— Texto seleccionado —
%%

Un segundo “error” crucial lo cometió el Presidente al echar rápido al ministro de Salud, bajo el supuesto de que con esa actitud firme y republicana extirpaba una malformación excepcional. No sólo no se trataba de algo excepcional. Nunca un presidente peronista había fulminado así a un ministro horas después de saberlo responsable de un hecho de corrupción. En todo caso hubo ministros que huyeron escandalizados por la corrupción (Béliz, Lavagna). Si después decidieron volver es otro asunto.
El plumazo con el que Fernández barrió a Ginés González García desconcertó al oficialismo. La palabra corrupción, al revés de táctica, estrategia o clandestinidad, ni siquiera figura, por innecesaria, en el léxico usual peronista. Como se sabe, el kirchnerismo atribuye las causas judiciales que lo tienen por protagonista a algo que llama lawfare, supuesto complot de la Justicia con los medios, una estrafalaria enajenación de responsabilidades que el presidente Fernández endosa.
En el vacunagate argentino (sólo hay otro en Perú), quien alteró las tradiciones, pues, no fue el ministro vacunador sino el presidente reparador. Pero pasados dos días se arrepintió. Todo volvió a la normalidad: dijo que la culpa había sido de los medios y del Gobierno anterior. Rutina. Mandó a los jueces y fiscales a investigar a Macri en vez de a los partícipes del escándalo por el que acababa de desprenderse del ministro de Salud en plena pandemia y habló de payasada. Vaya uno a saber qué asociación subconsciente lo traicionó: en los últimos años la única vez que apareció un payaso en una actividad oficial (en realidad, una payasa) fue junto a la nueva ministra de Salud Carla Vizzotti, cuando a propósito del Día del Niño se le quiso adicionar alegría al reporte de los muertos diarios por coronavirus.

%%

— Consigna del ejercicio —
Prolonga el texto sobre el vacunagate argentino a partir de su última oración. El listado no interviene en este ejercicio.

— Datos almacenados —

%%

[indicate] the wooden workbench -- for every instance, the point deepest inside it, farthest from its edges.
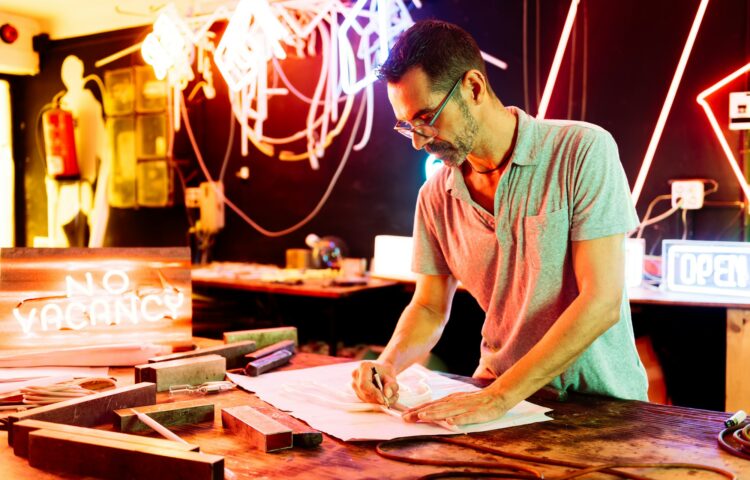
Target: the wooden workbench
(585, 429)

%%

— Respuesta —
El vacunagate no es un problema comunicacional, pero el Gobierno también tiene serias fallas en ese terreno, probablemente abonadas por las contradicciones del Presidente. Ni la propia vacuna se salteó el vaivén. El 2 de noviembre Fernández declaró a la agencia Sputnik: “Tengo dos muestras que me mandaron de Rusia al comienzo de la discusión, pero no me parece justo que yo me vacune y otros argentinos no puedan vacunarse, más allá de que yo sé la responsabilidad que tengo”. Ochenta días después lo injusto se volvió justo. Ninguno de los 7.375.000 mayores de 60 años que hay en el país, por cierto, se había vacunado para el 21 de enero, el día que Fernández se hizo aplicar en el Hospital Posadas la primera dosis. La ANMAT acababa de autorizar la vacuna rusa para mayores de sesenta.
Según la acepción presidencial del verbo poder, esos siete millones y pico de personas ya se la “podían” dar, lo que consagraba el principio de igualdad. Claro, sólo les faltaban las vacunas. Un episodio recargado de ambigüedades discursivas. No debía haber reproches si el Presidente de la Nación se vacunaba primero que nadie, tal como ocurrió con otros mandatarios, pero el nuestro consideró necesario alardear con un derecho a la igualdad que luego él mismo desoyó. La parte de darse la vacuna rusa para inspirar confianza funcionó muy bien, pero quizás no pueda decirse lo mismo respecto de la claridad para dejar sentado si para determinar su lugar en la lista las autoridades se regirían por el cargo, por la edad o por qué cosa. Ni qué autoridades serían diferenciadas del común de los mortales.
Atahualpa Yupanqui tal vez aceptaría que en la emergencia el tema de la propiedad de las vaquitas pasó a segundo plano. Con su permiso: las penas son de nosotros, las vacunas son ajenas.